***** DATASET CONTENT
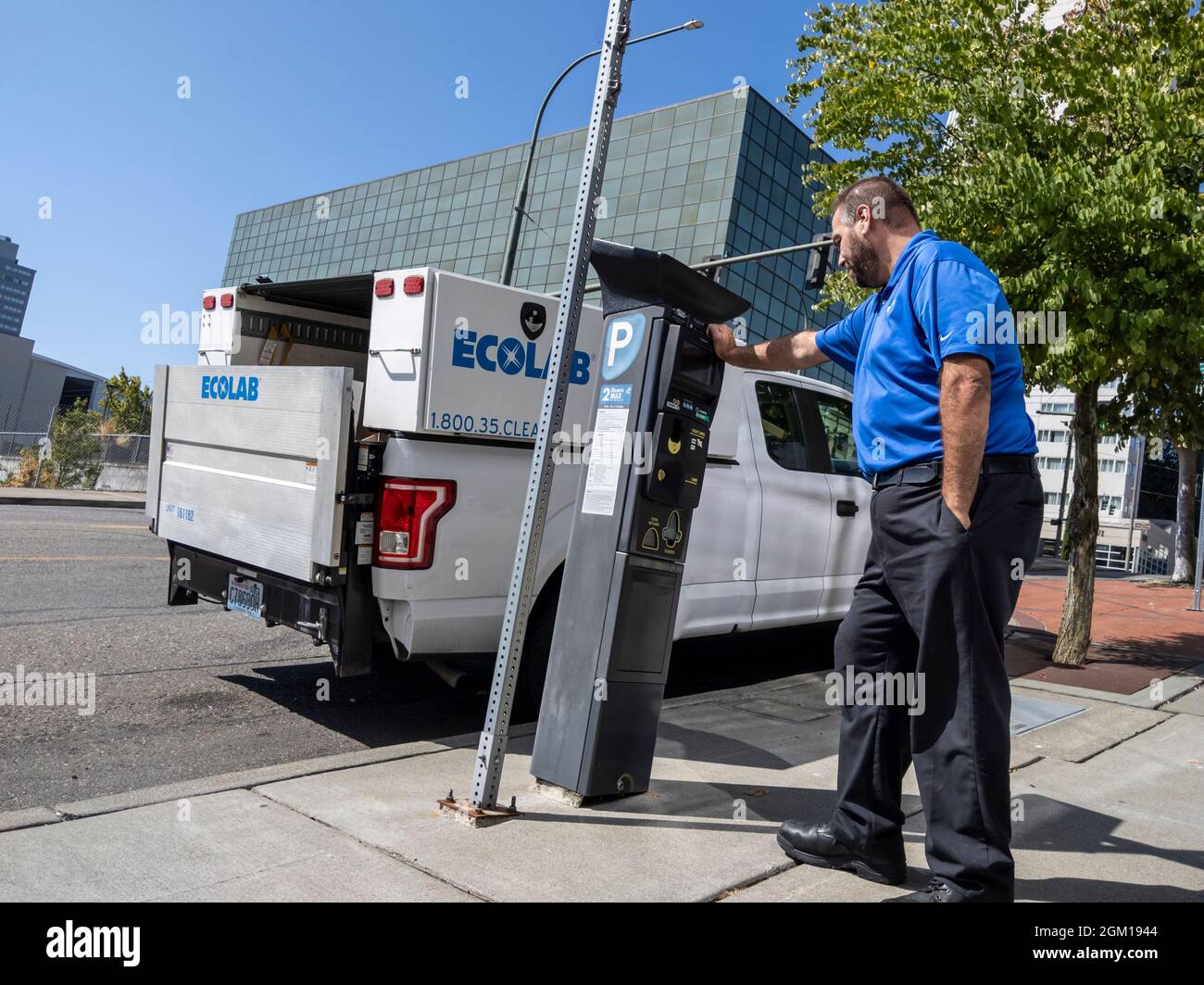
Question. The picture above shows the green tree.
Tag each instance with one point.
**********
***** DATASET CONTENT
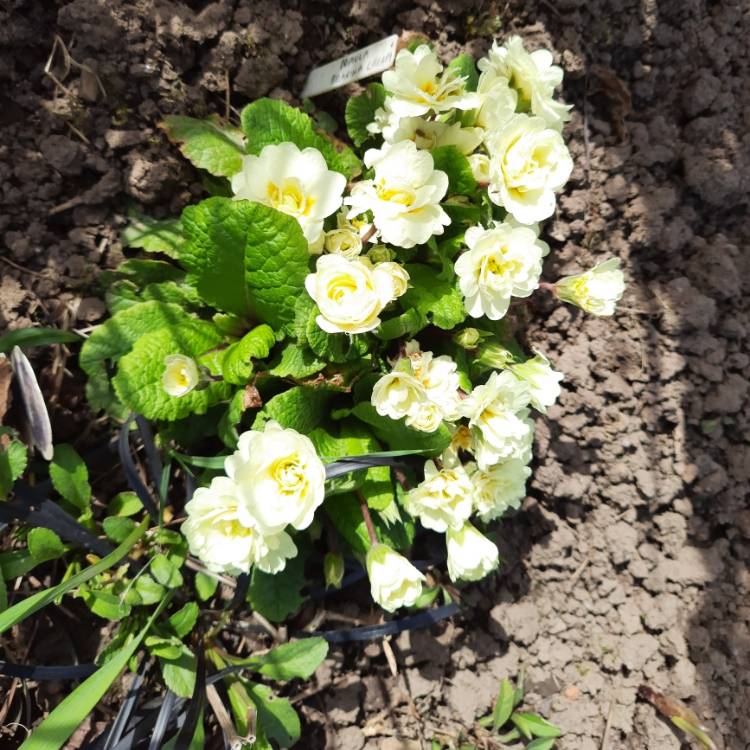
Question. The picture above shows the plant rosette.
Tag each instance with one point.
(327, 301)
**********
Exactly how many lines of the records above contain "picture"? Please state only the number.

2